▶ [READING PASSAGE]:
════════════════════

# still feel rough after c section...help.



## gemsio

i was wondering how people recovered after their c section? I had my baby eight weeks ago, and although my scare has healed well, the rest of my body aches. I feel like i have run a marathon. The doc says it's normal but sometimes i struggle to get out of bed because my back, legs,neck ache and are really stiff. I could understand my tummy feeling like this but the rest of me? Did anyone feel like they had done ten rounds with mike tyson after so long? I'm a bit worried. Help?


----------



## Foogirl

My recovery was brutal. It took weeks before I felt able to even walk any great distance and getting out of bed was a struggle for a good month or two.

Mine was under general anaesthetic, was an emergency so I hadn't been nil by mouth, and I'd had a cold so that compounded the whole thing.

Ten months on I still get twinges and aches. My tummy feels spongy too.


----------



## gemsio

oh you poor thing! Mine sounds quite normal then by what you say. I just ache all over, its getting better but i have a few moments where my legs have gone from under me. So i try not to carry the lo if i can help it. What a nightmare. Thanks for that, at least i know im not the only one x x


----------



## britt1986

The first 2 months after my c-section I was stiff and achy all over. I asked my doctor about it and he said it is quite normal. He told me that I have just been through a major surgery, so of course you are going to feel rough. After 2.5 months passed I felt normal again. I was doing more things and was able to get in and out of bed a lot easier. Although, I did a NO NO and was doing laundry 10 days after my c-section. :blush:

I would say what you are feeling is normal. If you continue to feel like this after a couple more weeks or if it gets worse, go see your doctor. Hope this makes you feel better to know you are not the only one.

════════════════════

▶ [EXPLORE THE MATERIAL]:
a. Answer these questions from the thread about recovery after a C-section:
(i) How long ago did gemsio have her baby?
(ii) What kind of anaesthetic did Foogirl have?
(iii) How many days after her C-section was britt1986 doing laundry?
b. Decide whether each statement agrees with the thread about recovery after a C-section. Answer yes or no, and quote the words from the thread that decide it.
(i) Foogirl's C-section was planned in advance.
(ii) gemsio says her legs have sometimes given way.
(iii) britt1986 felt normal again after two months.

════════════════════

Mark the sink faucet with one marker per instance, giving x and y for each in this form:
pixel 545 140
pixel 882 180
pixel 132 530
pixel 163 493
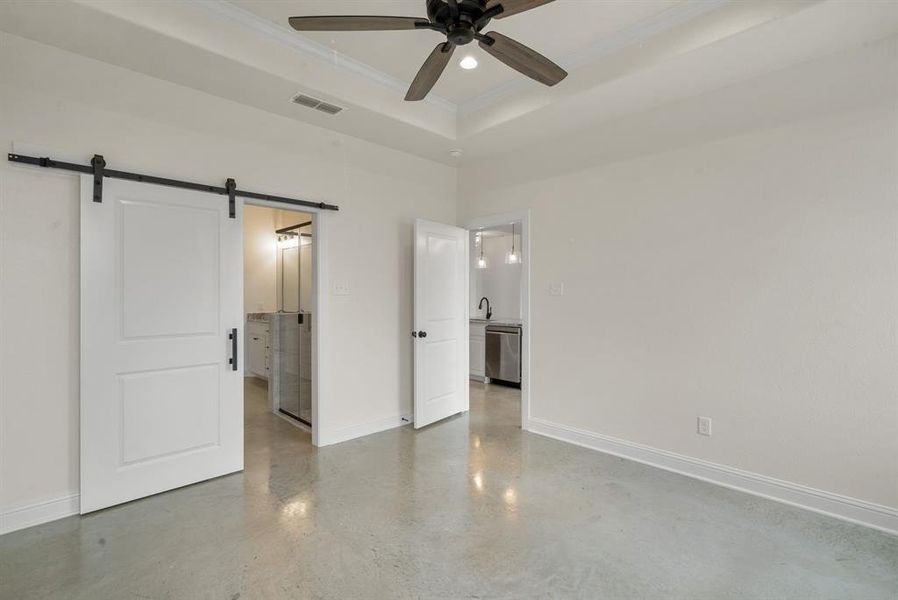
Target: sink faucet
pixel 489 311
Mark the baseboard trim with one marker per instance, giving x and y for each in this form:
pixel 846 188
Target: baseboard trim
pixel 344 434
pixel 39 513
pixel 877 516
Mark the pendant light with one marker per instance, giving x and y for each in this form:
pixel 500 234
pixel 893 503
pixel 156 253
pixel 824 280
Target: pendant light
pixel 481 262
pixel 512 257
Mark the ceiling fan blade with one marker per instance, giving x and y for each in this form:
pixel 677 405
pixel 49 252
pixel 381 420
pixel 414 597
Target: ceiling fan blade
pixel 355 23
pixel 513 7
pixel 430 71
pixel 523 59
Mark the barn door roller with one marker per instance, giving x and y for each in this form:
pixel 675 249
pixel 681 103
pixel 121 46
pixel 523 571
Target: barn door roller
pixel 97 168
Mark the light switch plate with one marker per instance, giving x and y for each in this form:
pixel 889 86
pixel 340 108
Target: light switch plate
pixel 704 426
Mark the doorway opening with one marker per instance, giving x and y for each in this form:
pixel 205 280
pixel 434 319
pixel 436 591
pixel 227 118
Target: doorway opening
pixel 280 300
pixel 499 315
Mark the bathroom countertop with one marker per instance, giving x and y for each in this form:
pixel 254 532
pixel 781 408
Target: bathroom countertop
pixel 507 322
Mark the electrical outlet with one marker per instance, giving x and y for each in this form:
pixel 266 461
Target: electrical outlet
pixel 704 426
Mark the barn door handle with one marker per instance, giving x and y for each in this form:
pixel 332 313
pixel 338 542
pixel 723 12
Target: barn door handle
pixel 233 360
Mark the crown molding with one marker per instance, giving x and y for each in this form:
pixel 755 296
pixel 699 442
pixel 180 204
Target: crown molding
pixel 313 50
pixel 639 31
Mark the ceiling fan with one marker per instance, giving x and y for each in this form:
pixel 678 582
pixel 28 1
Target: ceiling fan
pixel 461 21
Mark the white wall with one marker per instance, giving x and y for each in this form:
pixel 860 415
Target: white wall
pixel 259 259
pixel 499 282
pixel 73 107
pixel 751 279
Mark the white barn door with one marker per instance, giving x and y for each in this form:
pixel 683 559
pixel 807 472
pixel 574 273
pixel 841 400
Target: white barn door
pixel 161 292
pixel 441 321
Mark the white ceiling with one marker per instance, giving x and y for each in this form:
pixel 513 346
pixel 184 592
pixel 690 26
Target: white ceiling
pixel 559 30
pixel 624 57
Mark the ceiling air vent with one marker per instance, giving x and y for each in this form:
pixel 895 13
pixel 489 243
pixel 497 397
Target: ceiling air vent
pixel 317 104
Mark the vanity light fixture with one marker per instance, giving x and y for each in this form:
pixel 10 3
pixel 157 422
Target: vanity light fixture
pixel 512 257
pixel 288 240
pixel 481 262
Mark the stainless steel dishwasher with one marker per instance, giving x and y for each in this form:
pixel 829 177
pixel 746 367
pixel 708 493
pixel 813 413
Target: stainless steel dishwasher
pixel 503 353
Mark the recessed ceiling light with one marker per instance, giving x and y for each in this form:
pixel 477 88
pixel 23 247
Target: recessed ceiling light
pixel 468 62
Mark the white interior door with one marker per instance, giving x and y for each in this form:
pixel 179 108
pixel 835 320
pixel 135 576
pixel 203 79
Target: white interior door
pixel 441 321
pixel 161 290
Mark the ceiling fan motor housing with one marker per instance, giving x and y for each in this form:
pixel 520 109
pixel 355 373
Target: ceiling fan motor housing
pixel 462 27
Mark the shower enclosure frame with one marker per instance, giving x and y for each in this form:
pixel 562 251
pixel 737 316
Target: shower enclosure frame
pixel 302 312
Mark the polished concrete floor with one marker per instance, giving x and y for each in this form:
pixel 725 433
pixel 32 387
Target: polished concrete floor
pixel 468 508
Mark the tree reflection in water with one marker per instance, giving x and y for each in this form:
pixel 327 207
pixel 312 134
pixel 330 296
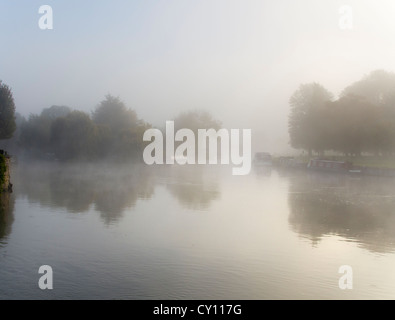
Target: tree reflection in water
pixel 359 209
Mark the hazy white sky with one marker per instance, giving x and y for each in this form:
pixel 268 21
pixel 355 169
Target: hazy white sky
pixel 239 59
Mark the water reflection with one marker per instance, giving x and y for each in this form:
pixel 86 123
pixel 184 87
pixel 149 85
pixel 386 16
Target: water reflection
pixel 76 188
pixel 360 209
pixel 111 189
pixel 6 215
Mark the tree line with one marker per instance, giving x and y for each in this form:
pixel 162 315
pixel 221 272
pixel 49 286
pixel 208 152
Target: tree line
pixel 361 120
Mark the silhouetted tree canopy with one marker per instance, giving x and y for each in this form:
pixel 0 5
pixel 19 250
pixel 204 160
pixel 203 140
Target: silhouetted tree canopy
pixel 361 120
pixel 7 112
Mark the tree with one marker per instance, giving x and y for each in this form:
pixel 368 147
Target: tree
pixel 7 112
pixel 73 136
pixel 305 123
pixel 378 88
pixel 113 113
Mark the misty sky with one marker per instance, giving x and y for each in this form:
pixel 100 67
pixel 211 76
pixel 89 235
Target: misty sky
pixel 241 59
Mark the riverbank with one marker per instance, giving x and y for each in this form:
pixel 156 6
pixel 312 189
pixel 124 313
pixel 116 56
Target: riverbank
pixel 5 165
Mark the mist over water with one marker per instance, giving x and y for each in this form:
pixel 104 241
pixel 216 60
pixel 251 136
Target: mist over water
pixel 114 114
pixel 195 232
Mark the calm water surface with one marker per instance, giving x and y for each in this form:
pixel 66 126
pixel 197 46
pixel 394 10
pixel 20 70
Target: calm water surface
pixel 195 233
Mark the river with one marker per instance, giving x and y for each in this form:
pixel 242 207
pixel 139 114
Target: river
pixel 171 232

════════════════════

▶ [RESPONSES]:
a.
(i) Eight weeks ago.
(ii) General anaesthetic.
(iii) 10 days.

b.
(i) No: "was an emergency"
(ii) Yes: "i have a few moments where my legs have gone from under me"
(iii) No: "After 2.5 months passed I felt normal again."